To do: Copy every entry below word for word, leaving out the pictures.

____

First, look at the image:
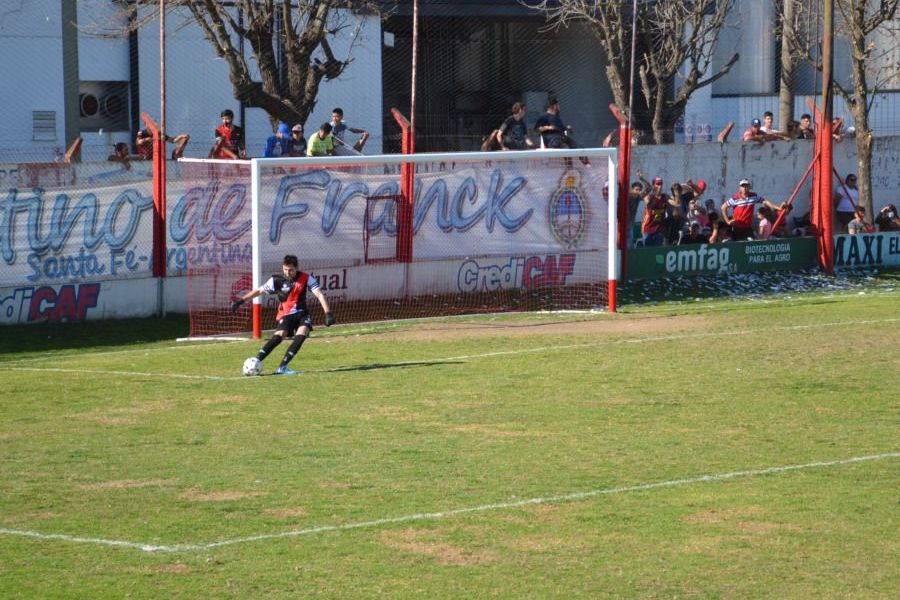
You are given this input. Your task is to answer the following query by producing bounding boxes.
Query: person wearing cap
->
[534,96,578,148]
[834,173,859,233]
[721,179,784,242]
[847,206,875,235]
[306,123,334,156]
[641,177,681,246]
[797,113,816,140]
[285,123,306,156]
[759,110,788,141]
[875,204,900,231]
[209,108,247,159]
[497,102,534,150]
[331,107,369,152]
[672,179,706,215]
[263,121,291,158]
[744,119,766,144]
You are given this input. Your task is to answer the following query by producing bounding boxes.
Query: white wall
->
[0,0,65,162]
[139,11,382,157]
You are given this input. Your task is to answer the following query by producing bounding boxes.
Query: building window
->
[31,110,56,142]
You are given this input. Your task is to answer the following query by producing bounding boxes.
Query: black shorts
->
[275,310,312,337]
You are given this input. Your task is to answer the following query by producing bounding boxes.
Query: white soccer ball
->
[241,357,262,377]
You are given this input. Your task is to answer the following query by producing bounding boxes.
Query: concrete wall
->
[632,132,900,221]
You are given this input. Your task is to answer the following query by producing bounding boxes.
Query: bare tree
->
[775,0,797,131]
[116,0,376,123]
[526,0,738,144]
[782,0,900,215]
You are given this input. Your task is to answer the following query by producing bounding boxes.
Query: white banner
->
[834,231,900,269]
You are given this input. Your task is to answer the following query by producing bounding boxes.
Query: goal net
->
[183,148,617,336]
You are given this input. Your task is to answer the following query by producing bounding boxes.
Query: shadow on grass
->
[0,315,188,360]
[324,360,463,373]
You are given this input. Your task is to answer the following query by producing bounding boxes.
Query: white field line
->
[0,317,900,381]
[0,452,900,552]
[9,367,241,381]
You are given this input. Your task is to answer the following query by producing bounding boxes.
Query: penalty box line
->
[0,452,900,553]
[0,318,900,381]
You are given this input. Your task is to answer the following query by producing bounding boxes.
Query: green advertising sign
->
[628,237,816,279]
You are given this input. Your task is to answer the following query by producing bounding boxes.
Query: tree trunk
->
[854,124,875,218]
[778,0,796,131]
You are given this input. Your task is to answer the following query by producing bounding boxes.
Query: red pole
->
[819,0,834,273]
[152,2,166,277]
[609,104,633,279]
[391,108,416,262]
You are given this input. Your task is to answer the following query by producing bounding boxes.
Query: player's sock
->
[281,335,306,367]
[256,335,284,362]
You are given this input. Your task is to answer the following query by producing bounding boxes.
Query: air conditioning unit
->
[78,81,130,131]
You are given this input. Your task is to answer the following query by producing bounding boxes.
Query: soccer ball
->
[241,357,262,377]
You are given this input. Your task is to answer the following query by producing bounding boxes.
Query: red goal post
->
[181,148,620,337]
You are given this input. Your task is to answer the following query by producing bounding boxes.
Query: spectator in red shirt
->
[641,177,681,246]
[210,108,247,159]
[721,179,784,242]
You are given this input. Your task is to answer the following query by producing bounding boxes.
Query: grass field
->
[0,287,900,598]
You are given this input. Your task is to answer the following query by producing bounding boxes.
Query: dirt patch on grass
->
[78,479,177,491]
[82,400,173,425]
[263,507,306,519]
[198,396,250,406]
[179,489,266,502]
[87,415,137,425]
[358,315,709,341]
[150,563,191,575]
[452,423,549,437]
[379,529,495,566]
[681,506,762,523]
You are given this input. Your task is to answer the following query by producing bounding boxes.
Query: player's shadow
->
[326,360,463,373]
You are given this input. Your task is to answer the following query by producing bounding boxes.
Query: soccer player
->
[231,254,335,375]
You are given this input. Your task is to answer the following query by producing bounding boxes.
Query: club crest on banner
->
[547,169,589,249]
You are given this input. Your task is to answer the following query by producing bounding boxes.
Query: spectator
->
[106,142,134,169]
[709,213,731,244]
[672,179,706,215]
[627,169,650,248]
[834,173,859,233]
[641,177,678,246]
[663,206,687,246]
[481,129,500,152]
[831,117,844,142]
[209,108,247,159]
[685,198,710,235]
[756,206,775,240]
[744,119,766,144]
[534,96,578,148]
[134,129,191,160]
[847,206,875,235]
[760,110,785,141]
[498,102,534,150]
[721,179,783,241]
[681,221,709,246]
[263,121,291,158]
[287,123,306,156]
[784,119,800,140]
[306,123,334,156]
[785,213,812,237]
[331,108,369,153]
[875,204,900,231]
[797,113,816,140]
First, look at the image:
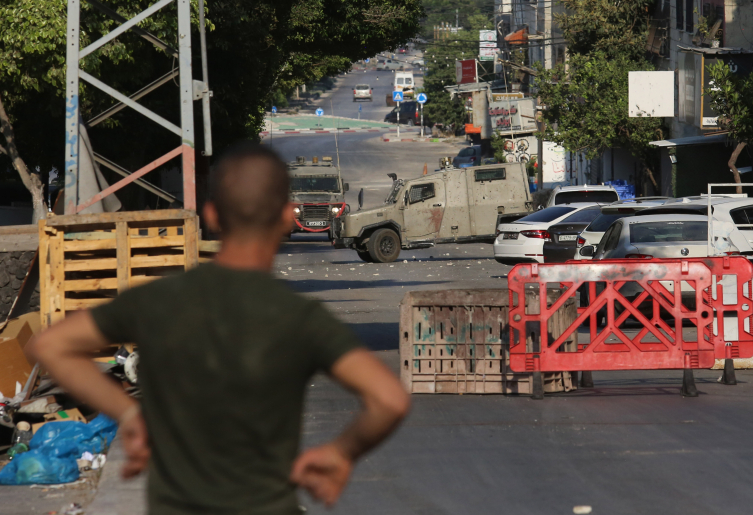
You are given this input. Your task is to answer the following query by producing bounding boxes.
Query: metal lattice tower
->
[65,0,212,214]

____

Problem solution:
First, look at the image:
You are given this input. Your task is to answer the following query by producing bounding boxes.
Query: person wearing cap
->
[534,96,578,148]
[834,173,859,233]
[721,179,784,242]
[847,206,875,235]
[306,123,334,156]
[641,177,681,246]
[797,113,816,140]
[285,123,306,156]
[759,110,788,141]
[875,204,900,231]
[209,108,247,159]
[497,102,534,150]
[331,107,369,152]
[672,179,706,215]
[263,121,291,158]
[744,119,766,144]
You are given this input. Your task is to answer the following query by producing bounding boxes.
Query: white wall
->
[0,0,65,162]
[139,11,382,157]
You are given this input. Your task is to answer the following query by producing bounding boxes.
Query: building window
->
[31,110,56,142]
You are given this input. Your task is to answer the following query by producing bounding boxes.
Query: black shorts
->
[275,310,312,337]
You are given this input. Your task is to answer the following query by producing bounding boxes.
Query: white soccer ball
->
[241,357,262,377]
You are given this input. Your task is to answer the following query by producing bounding boxes.
Query: concrete wall
->
[632,132,900,221]
You are given this input. Your task is to answer the following query by producing bounding boxes.
Query: bare tree
->
[775,0,797,131]
[116,0,376,123]
[526,0,738,144]
[782,0,900,215]
You are given this input. Your task is to answer the following query by producing bounding boxes.
Query: white banner
->
[834,231,900,269]
You are given this input. Your task is to answer the following query by producing bounding boxes.
Query: goal net
->
[183,148,617,336]
You are given this input. Your task is to answer the following query by producing bounding boxes.
Query: shadow on grass
->
[0,315,188,360]
[324,360,463,373]
You are given this input. Your task is to answer the following query by producing bounding boxes.
Query: white field line
->
[0,317,900,381]
[0,452,900,552]
[9,367,241,381]
You are given this input. Your task is to answer the following query by producing bounding boxes.
Query: penalty box line
->
[0,452,900,553]
[0,318,900,381]
You are given this input. Your task is to answer the following query by producing bounding boxes.
Query: green advertising sign
->
[628,237,816,279]
You are given this input. Your task is to answer the following query by producing bounding boxes.
Query: tree trunk
->
[854,124,875,218]
[778,0,796,131]
You are given this input. Your task is to answer the following query by producing bounding boxes.
Query: red pole
->
[819,0,834,273]
[152,2,166,277]
[609,104,633,279]
[391,108,416,262]
You are given this input. Your task is to answer the following query by producing bounding boxes.
Query: player's sock
->
[281,335,306,367]
[256,335,284,362]
You are given this input. Your task is to answer the following query by producing bounding boxes.
Query: air conditioning unit
->
[78,81,130,131]
You are given this input. Your task is to answer the following query by producing bounding boxes.
Query: soccer ball
->
[241,357,262,377]
You are given this input. Your task is to answer the following query by producing bounding boxes.
Query: red goal post
->
[181,148,620,337]
You are given this input. Your task is to answer the following query by producing bounding boxes.
Query: spectator in red shirt
->
[641,177,681,246]
[210,108,247,159]
[721,179,784,242]
You are given this input. Your task is to answer the following query by producing bounding boxes.
Query: grass field
->
[0,287,900,598]
You are given this input. Your task is to answer the following query by producing bounding boxes.
Query: dirt patch on grass
->
[78,479,177,491]
[82,400,173,425]
[263,507,306,519]
[198,396,250,406]
[179,489,266,502]
[87,415,137,425]
[358,315,709,341]
[150,563,191,575]
[452,423,549,437]
[379,529,495,566]
[681,506,762,523]
You are given this input. Your task is to answer the following query by producing bounding boxes.
Query: player's shadow
->
[326,360,463,373]
You are given this input. Your task is to answer the following query by producing bounding boxes.
Query: soccer player
->
[231,254,335,375]
You are given this input. Your task is to answer the following query by producing bounding boxes.
Query: club crest on banner
->
[547,169,589,249]
You are given this input. Your task is to answer the following query by producing bounding boxes.
Query: spectator
->
[106,142,134,169]
[709,213,731,244]
[672,179,706,215]
[627,169,650,248]
[834,173,859,233]
[641,177,678,246]
[663,206,687,246]
[481,129,500,152]
[831,117,844,142]
[209,108,247,159]
[685,198,710,235]
[756,206,775,240]
[744,119,766,144]
[534,96,578,148]
[134,129,191,160]
[847,206,875,235]
[760,110,785,141]
[498,102,534,150]
[721,179,783,241]
[681,221,709,246]
[263,121,291,158]
[287,123,306,156]
[784,119,800,140]
[306,123,334,156]
[785,213,812,237]
[331,108,369,153]
[875,204,900,231]
[797,113,816,140]
First, look at the image:
You are given this input. Your task is to answer the following query by producing bounding boxes.
Query: metal lattice tower
->
[65,0,212,214]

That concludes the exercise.